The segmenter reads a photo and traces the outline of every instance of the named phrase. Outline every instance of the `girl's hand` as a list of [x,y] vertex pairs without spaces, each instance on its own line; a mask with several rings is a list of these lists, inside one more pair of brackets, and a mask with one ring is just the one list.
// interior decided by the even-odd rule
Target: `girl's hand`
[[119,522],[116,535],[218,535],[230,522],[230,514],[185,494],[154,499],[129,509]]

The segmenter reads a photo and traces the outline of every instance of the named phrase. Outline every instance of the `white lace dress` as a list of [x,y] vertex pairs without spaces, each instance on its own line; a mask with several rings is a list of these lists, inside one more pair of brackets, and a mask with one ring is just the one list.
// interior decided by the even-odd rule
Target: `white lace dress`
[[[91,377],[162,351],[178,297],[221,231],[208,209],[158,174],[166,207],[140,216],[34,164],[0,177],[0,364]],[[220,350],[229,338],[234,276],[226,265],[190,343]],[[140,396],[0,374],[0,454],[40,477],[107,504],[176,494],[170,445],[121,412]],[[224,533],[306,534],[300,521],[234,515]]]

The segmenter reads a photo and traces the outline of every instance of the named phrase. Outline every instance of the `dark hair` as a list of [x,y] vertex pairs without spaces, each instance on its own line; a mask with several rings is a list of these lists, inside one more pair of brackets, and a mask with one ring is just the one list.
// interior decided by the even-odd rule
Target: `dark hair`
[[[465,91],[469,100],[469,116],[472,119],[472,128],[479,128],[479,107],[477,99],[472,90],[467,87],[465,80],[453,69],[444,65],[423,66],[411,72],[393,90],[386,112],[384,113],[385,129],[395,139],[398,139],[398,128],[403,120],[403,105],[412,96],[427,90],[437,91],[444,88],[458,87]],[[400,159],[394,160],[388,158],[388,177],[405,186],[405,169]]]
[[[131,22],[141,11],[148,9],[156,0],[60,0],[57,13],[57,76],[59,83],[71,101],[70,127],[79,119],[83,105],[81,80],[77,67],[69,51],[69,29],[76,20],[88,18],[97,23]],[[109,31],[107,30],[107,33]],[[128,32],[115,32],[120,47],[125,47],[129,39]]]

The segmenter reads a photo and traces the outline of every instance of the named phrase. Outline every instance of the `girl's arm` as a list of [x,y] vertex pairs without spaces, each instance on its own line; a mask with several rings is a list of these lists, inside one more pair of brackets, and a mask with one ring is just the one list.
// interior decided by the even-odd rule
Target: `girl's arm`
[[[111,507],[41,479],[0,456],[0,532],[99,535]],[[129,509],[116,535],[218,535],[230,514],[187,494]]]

===

Problem details: Quote the material exactly, leaving nothing out.

Expected output:
The segmenter reads a photo and traces the outline of every instance of the named phrase. Outline every instance of the `girl's hand` as a list of [x,y] vertex pairs without spaces, each instance on its own line; a mask with several rings is a list of these lists, inside one more pair of brackets, and a mask with one ring is just the one list.
// interior decided by the even-odd rule
Target: `girl's hand`
[[119,522],[116,535],[218,535],[230,522],[230,514],[185,494],[154,499],[129,509]]

The segmenter reads a photo and traces the outline of every instance of the named phrase. Outline every instance of the `white lace dress` as a list of [x,y] vertex pairs without spaces, each instance on its own line; a mask with several rings is a list of these lists, inside one more pair of brackets, and a mask with one ring is just the one list.
// interior decided by the even-odd rule
Target: `white lace dress`
[[[91,377],[162,351],[178,297],[221,231],[208,209],[158,174],[166,207],[140,216],[34,164],[0,177],[0,364]],[[220,350],[229,338],[234,276],[226,265],[190,343]],[[140,396],[0,374],[0,454],[40,477],[107,504],[176,494],[170,445],[121,412]],[[224,533],[306,534],[300,521],[234,515]]]

The segmenter reads a photo and traces the outline of every instance of the named phrase. Outline every instance of the `dark hair` as a list of [x,y] vertex pairs without spaces, each instance on its own line; a mask with several rings is a list of these lists, inside one more pair of brackets, and a mask with one ring is just the one list.
// interior decided by the even-odd rule
Target: `dark hair`
[[[465,91],[469,100],[469,116],[472,119],[472,128],[479,128],[479,107],[477,99],[472,90],[467,87],[465,80],[453,69],[444,65],[423,66],[411,72],[393,90],[386,112],[384,113],[385,129],[395,139],[398,139],[398,128],[403,120],[403,105],[412,96],[427,90],[437,91],[444,88],[458,87]],[[400,159],[394,160],[388,158],[388,177],[405,186],[405,169]]]
[[[131,22],[141,11],[148,9],[156,0],[60,0],[57,13],[57,76],[59,83],[71,101],[70,127],[79,119],[83,105],[81,80],[77,67],[69,51],[69,29],[76,20],[88,18],[97,23]],[[109,31],[107,30],[107,33]],[[128,32],[115,32],[120,47],[125,47],[129,39]]]

The segmenter reads a photo and traces the outline of every instance of the named phrase. Outline every instance of the `girl's arm` as a list of [x,y] vertex pairs without spaces, each instance on its own line; a mask with several rings is a list of these lists, inside one more pair of brackets, and a mask with one ring is just the one list.
// interior decided by the even-odd rule
Target: `girl's arm`
[[[111,507],[41,479],[0,456],[0,532],[99,535]],[[129,509],[116,535],[218,535],[230,514],[187,494]]]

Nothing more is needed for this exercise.